**Directions**
Write only the number of lines in the records beneath that hold "pixels".

--*--

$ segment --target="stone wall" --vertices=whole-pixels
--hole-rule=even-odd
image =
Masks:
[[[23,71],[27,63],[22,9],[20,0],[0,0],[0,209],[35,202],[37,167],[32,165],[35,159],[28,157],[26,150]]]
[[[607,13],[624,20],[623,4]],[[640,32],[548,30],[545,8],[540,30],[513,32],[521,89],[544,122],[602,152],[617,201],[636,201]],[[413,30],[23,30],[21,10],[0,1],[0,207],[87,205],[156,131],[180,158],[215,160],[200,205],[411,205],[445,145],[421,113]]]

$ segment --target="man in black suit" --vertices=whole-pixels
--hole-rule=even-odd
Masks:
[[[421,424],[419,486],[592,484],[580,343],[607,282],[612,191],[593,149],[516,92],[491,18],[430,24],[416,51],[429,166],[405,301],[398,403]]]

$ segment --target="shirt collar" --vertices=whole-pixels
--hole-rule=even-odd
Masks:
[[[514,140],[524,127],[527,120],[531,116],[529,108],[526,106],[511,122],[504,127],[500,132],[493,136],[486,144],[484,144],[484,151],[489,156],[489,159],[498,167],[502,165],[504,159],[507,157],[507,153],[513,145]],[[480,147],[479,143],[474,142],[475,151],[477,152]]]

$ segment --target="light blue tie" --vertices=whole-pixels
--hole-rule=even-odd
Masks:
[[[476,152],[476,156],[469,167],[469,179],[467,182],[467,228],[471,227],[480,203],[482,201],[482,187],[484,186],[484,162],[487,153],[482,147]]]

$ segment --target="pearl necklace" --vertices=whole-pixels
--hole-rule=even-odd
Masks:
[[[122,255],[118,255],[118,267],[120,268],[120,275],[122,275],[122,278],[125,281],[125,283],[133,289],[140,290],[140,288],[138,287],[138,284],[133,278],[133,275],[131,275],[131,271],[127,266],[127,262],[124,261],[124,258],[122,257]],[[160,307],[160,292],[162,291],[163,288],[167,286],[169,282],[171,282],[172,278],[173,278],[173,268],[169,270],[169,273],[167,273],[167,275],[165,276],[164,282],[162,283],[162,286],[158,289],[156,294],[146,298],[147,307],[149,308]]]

--*--

**Exercise response**
5